▶ **ABOUT THIS EXERCISE**
After finding the line with "[indicate] the rubble" in the entries below, retype exactly each line from there through the line with "[indicate] the white gown", including that final line.

(AVAILABLE RECORDS Opens)

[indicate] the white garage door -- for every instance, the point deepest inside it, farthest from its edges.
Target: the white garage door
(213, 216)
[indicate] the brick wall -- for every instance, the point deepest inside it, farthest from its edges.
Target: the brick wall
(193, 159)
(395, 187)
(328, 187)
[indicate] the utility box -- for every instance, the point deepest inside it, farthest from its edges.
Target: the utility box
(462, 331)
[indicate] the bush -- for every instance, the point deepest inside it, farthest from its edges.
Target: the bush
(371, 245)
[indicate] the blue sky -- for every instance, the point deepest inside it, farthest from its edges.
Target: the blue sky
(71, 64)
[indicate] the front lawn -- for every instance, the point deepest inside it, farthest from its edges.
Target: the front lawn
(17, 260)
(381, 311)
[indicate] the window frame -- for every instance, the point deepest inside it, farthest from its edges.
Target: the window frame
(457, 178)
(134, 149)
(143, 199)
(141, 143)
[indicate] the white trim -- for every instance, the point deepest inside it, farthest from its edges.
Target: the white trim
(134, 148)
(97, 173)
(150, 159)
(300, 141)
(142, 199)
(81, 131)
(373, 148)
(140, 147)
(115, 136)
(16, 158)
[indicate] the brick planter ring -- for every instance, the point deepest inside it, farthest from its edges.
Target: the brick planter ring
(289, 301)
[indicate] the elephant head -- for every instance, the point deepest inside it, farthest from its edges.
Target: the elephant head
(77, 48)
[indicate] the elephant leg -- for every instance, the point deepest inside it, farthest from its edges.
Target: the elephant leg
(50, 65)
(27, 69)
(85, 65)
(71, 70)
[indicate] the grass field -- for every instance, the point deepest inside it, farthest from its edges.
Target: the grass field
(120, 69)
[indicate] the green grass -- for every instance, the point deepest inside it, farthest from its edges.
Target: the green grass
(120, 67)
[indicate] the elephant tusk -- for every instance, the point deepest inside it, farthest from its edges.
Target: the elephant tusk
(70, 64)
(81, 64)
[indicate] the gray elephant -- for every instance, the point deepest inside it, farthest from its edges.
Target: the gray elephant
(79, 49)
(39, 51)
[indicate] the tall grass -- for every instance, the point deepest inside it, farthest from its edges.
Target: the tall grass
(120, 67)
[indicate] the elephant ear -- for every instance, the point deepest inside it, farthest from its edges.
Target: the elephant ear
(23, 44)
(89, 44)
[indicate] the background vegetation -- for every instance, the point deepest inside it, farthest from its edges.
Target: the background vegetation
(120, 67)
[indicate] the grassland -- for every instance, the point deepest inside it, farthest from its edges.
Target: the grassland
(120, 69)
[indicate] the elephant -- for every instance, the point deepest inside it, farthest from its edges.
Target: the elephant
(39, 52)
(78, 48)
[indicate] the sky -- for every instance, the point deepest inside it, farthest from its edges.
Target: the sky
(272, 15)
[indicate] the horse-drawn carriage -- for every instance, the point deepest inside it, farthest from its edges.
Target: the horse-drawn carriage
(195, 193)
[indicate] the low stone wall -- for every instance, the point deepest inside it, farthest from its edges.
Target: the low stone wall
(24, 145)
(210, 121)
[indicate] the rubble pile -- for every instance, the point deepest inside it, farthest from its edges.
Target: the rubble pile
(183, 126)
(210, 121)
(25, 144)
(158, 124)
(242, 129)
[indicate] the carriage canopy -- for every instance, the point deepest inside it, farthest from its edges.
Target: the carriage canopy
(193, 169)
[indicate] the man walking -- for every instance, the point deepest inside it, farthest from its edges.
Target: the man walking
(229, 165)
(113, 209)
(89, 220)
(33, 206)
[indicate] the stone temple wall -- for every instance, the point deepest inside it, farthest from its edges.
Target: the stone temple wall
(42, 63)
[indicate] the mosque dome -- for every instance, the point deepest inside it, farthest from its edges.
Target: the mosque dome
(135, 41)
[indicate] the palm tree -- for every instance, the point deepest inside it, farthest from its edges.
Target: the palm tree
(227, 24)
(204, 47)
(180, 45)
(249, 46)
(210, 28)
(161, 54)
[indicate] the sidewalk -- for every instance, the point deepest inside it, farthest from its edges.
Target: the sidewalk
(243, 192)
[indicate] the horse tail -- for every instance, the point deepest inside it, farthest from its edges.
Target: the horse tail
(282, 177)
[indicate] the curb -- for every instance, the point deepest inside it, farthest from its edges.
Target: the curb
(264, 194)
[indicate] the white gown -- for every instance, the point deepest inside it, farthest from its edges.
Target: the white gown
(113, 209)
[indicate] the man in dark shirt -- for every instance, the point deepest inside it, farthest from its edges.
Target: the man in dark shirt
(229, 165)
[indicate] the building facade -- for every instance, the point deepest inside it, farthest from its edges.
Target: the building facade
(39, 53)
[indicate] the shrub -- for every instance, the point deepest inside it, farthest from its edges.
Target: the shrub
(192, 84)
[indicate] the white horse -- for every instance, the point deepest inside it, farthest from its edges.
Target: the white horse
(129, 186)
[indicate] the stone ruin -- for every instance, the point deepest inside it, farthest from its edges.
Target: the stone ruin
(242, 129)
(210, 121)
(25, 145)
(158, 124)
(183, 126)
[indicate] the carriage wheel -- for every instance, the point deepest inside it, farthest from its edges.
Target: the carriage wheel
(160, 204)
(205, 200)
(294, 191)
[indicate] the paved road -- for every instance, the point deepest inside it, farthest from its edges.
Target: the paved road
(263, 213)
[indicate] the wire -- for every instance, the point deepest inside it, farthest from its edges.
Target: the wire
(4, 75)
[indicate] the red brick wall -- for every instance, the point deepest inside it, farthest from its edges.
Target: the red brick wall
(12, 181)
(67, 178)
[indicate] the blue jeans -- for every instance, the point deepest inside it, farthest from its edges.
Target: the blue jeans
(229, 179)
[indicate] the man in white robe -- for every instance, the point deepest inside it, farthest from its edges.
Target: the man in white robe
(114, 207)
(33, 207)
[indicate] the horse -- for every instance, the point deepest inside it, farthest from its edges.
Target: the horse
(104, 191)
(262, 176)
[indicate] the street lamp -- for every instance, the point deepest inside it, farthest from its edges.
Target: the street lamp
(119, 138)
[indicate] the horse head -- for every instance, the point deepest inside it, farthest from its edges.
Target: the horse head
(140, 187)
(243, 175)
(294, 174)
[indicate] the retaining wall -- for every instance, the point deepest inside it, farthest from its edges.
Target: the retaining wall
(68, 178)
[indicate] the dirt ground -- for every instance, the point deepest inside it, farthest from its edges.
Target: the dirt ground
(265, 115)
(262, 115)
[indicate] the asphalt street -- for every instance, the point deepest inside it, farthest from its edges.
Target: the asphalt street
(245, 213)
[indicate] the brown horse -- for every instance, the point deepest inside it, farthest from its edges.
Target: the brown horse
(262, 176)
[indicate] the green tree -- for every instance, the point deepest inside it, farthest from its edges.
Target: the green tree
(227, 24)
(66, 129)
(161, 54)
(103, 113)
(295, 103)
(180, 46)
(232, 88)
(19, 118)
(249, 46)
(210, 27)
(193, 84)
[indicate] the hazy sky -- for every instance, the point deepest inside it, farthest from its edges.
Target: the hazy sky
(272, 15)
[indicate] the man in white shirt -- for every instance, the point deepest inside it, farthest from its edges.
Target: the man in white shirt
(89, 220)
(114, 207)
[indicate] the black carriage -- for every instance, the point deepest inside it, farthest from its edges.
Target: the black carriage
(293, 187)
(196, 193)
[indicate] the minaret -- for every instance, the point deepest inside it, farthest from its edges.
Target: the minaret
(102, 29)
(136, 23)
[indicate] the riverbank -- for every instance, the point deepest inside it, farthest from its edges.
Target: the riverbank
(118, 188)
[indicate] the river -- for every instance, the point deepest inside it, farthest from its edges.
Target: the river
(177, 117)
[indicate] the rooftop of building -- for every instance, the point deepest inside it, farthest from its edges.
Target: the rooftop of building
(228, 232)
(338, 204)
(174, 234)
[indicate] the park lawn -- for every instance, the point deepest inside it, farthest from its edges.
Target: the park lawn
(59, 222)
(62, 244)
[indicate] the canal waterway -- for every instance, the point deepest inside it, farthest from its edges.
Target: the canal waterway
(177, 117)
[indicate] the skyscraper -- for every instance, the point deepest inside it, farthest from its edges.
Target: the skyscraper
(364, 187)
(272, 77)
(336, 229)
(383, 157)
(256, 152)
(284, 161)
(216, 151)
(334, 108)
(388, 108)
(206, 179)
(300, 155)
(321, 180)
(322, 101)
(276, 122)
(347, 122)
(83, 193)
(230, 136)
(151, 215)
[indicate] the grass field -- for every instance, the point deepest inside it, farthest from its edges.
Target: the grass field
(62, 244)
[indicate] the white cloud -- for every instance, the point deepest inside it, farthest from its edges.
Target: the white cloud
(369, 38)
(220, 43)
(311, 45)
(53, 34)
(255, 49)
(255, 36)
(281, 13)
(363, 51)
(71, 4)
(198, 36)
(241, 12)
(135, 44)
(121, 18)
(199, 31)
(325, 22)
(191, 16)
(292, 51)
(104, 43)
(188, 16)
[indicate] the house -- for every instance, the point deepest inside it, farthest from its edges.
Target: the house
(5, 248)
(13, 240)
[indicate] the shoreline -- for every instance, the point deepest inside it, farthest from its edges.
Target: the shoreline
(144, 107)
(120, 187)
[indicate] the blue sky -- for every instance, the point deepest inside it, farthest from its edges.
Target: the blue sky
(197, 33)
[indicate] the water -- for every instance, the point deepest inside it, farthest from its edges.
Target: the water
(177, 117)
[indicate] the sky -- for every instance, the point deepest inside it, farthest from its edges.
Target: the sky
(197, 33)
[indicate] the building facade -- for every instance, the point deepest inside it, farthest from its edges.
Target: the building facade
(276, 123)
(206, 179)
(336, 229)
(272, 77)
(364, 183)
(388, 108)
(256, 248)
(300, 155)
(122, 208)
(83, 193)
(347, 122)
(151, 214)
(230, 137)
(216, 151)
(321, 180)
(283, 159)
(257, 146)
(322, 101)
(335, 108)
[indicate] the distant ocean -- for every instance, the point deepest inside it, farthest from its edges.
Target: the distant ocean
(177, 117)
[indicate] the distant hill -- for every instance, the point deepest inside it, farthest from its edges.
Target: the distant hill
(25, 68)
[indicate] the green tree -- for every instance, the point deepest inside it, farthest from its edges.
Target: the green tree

(AVAILABLE RECORDS Closes)

▶ **SOLUTION**
[indicate] the rubble pile -- for every instance, the point deepest inside it, farthest from its edges.
Target: the rubble pile
(183, 126)
(210, 121)
(25, 144)
(158, 124)
(242, 129)
[indicate] the carriage canopy -- for every instance, the point deepest inside it, farthest from its edges.
Target: the carriage canopy
(193, 169)
[indicate] the man walking -- for every instance, the point deepest inside it, farthest from its edges.
Target: the man walking
(229, 165)
(113, 209)
(89, 220)
(33, 206)
[indicate] the stone temple wall -- for every instance, the point deepest inside it, farthest from its edges.
Target: the stone temple wall
(42, 63)
[indicate] the mosque dome -- for every instance, the point deepest inside it, farthest from its edges.
Target: the mosque dome
(135, 41)
[indicate] the palm tree -- for every instance, the point deepest inside it, farthest from its edges.
Target: the palm tree
(227, 24)
(204, 47)
(180, 45)
(249, 46)
(210, 28)
(161, 54)
[indicate] the sidewalk -- for every instance, the point deepest inside it, farthest from its edges.
Target: the sidewalk
(243, 192)
[indicate] the horse tail -- for every instance, the point deepest inside it, farthest from its edges.
Target: the horse tail
(282, 177)
[indicate] the curb -- for every instance, the point deepest inside it, farthest from its edges.
Target: the curb
(264, 194)
[indicate] the white gown -- for every instance, the point deepest inside it, farthest from its edges.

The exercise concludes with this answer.